** Start Supplied material **
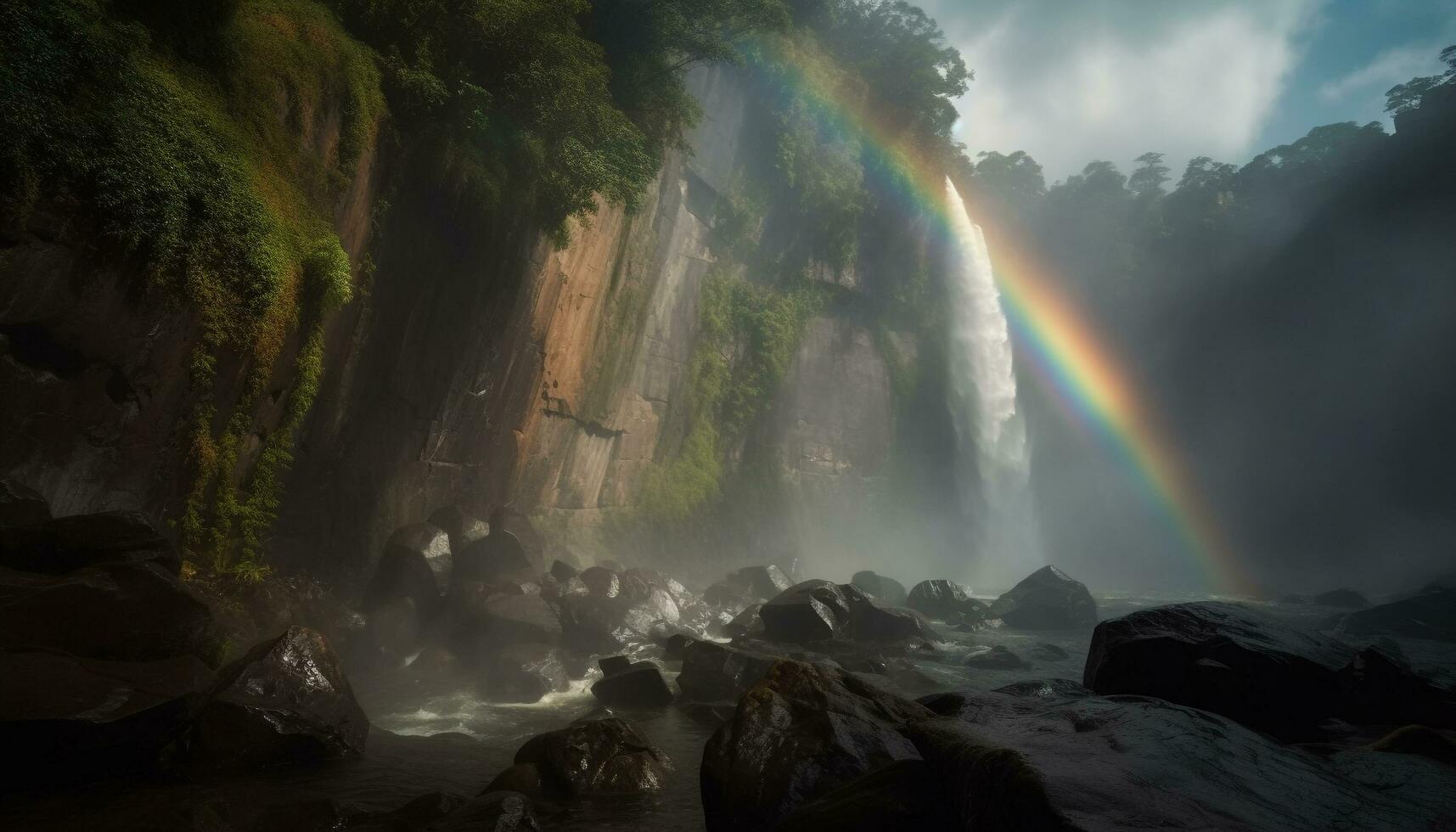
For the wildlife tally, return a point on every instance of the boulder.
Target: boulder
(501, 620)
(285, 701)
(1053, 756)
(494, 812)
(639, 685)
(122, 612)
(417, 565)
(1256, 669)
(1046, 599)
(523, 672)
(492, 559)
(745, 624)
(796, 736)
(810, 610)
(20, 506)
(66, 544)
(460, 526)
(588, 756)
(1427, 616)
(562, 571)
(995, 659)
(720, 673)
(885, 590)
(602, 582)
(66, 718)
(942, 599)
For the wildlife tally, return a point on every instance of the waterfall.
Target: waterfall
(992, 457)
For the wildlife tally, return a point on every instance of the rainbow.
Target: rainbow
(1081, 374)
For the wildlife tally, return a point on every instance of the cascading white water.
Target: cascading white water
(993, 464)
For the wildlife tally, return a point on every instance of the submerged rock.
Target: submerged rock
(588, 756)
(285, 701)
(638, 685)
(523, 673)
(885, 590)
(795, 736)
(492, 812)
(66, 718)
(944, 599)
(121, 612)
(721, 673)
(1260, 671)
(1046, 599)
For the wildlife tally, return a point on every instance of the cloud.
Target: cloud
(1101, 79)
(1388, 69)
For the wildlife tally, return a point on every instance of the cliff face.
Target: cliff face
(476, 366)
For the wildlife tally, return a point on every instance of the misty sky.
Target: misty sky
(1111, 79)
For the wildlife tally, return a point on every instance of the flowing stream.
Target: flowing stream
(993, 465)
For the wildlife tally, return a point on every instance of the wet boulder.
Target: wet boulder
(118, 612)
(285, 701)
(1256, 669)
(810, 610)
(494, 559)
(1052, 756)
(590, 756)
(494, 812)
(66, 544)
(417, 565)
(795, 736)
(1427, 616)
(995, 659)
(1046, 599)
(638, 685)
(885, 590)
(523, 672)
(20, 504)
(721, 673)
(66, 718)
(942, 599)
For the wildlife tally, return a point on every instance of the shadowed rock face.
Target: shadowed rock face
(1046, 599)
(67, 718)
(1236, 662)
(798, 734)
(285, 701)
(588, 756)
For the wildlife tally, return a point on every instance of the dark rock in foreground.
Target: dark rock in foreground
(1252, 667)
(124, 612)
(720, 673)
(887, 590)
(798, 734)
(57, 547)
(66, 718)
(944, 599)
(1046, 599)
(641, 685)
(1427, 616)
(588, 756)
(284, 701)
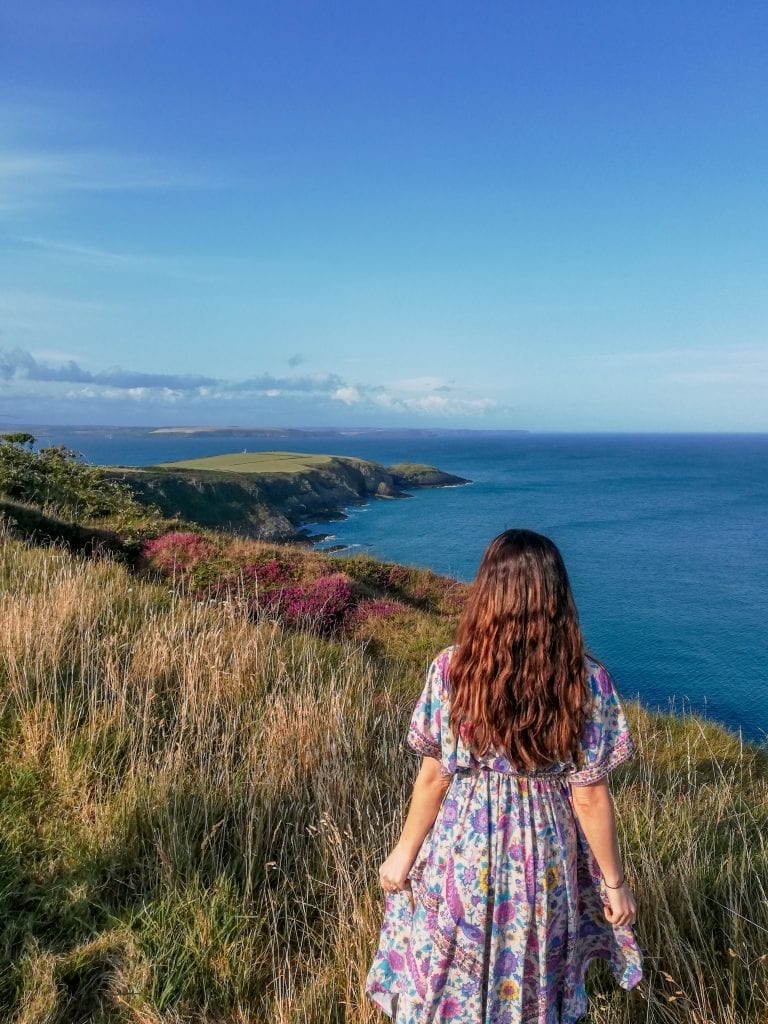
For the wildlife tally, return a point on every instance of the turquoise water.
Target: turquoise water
** End Supplied material **
**Objective:**
Can you turn all the rows above into a numbered list, one line per item, with blank lines and the pictures left out?

**Problem solution:**
1. For the wildlife tally, return a point on every instance of the boulder.
2. Target: boulder
3. (501, 620)
4. (285, 701)
5. (1053, 756)
6. (494, 812)
7. (639, 685)
8. (122, 612)
9. (417, 565)
10. (1256, 669)
11. (1046, 599)
12. (523, 672)
13. (492, 559)
14. (745, 624)
15. (796, 736)
16. (810, 610)
17. (20, 506)
18. (66, 544)
19. (460, 526)
20. (588, 756)
21. (1427, 616)
22. (562, 571)
23. (995, 659)
24. (720, 673)
25. (885, 590)
26. (602, 582)
27. (66, 718)
28. (942, 599)
29. For the wildlife tally, return a point on every instance of the waterfall.
30. Target: waterfall
31. (992, 457)
32. For the wildlife tally, return a point on every instance of the rainbow.
33. Target: rainbow
34. (1081, 374)
35. For the wildlife tally, return a point on every instance of the cascading white water.
36. Target: cascading white water
37. (993, 464)
38. For the wildlife tally, return a point on every instance of the submerged rock.
39. Target: submerged rock
40. (588, 756)
41. (285, 701)
42. (638, 685)
43. (523, 673)
44. (885, 590)
45. (795, 736)
46. (492, 812)
47. (66, 718)
48. (944, 599)
49. (121, 612)
50. (721, 673)
51. (1260, 671)
52. (1046, 599)
53. For the wildlife tally, return a point on every instance of the cloud.
54. Target: cloud
55. (1101, 79)
56. (1388, 69)
57. For the wildlife tally, return a point on every instance of the cliff face.
58. Target: cliff face
59. (476, 366)
60. For the wildlife tally, return a point on every instance of the misty sky.
61. Target: misty sky
62. (1111, 79)
63. For the wildlife tally, return a point on every instance of the flowing stream.
64. Target: flowing stream
65. (993, 465)
66. For the wildlife tally, return a point on every instance of the wet boulder.
67. Target: wet boulder
68. (118, 612)
69. (285, 701)
70. (1256, 669)
71. (810, 610)
72. (494, 559)
73. (1052, 756)
74. (590, 756)
75. (494, 812)
76. (66, 544)
77. (417, 565)
78. (795, 736)
79. (1427, 616)
80. (995, 659)
81. (1046, 599)
82. (638, 685)
83. (885, 590)
84. (523, 672)
85. (20, 504)
86. (721, 673)
87. (66, 718)
88. (942, 599)
89. For the wildlife tally, return a point on every instance of the shadowed rock face.
90. Target: shadowed rock face
91. (1046, 599)
92. (67, 718)
93. (1236, 662)
94. (798, 734)
95. (285, 701)
96. (588, 756)
97. For the wildlife tally, return a point on every instance of the dark rock in foreground.
98. Target: dark rock in foreground
99. (1252, 667)
100. (124, 612)
101. (720, 673)
102. (887, 590)
103. (798, 734)
104. (57, 547)
105. (66, 718)
106. (944, 599)
107. (1046, 599)
108. (641, 685)
109. (1427, 616)
110. (588, 756)
111. (284, 701)
112. For the wildlife tally, return a point on every instance of the turquoise water.
113. Target: turquoise water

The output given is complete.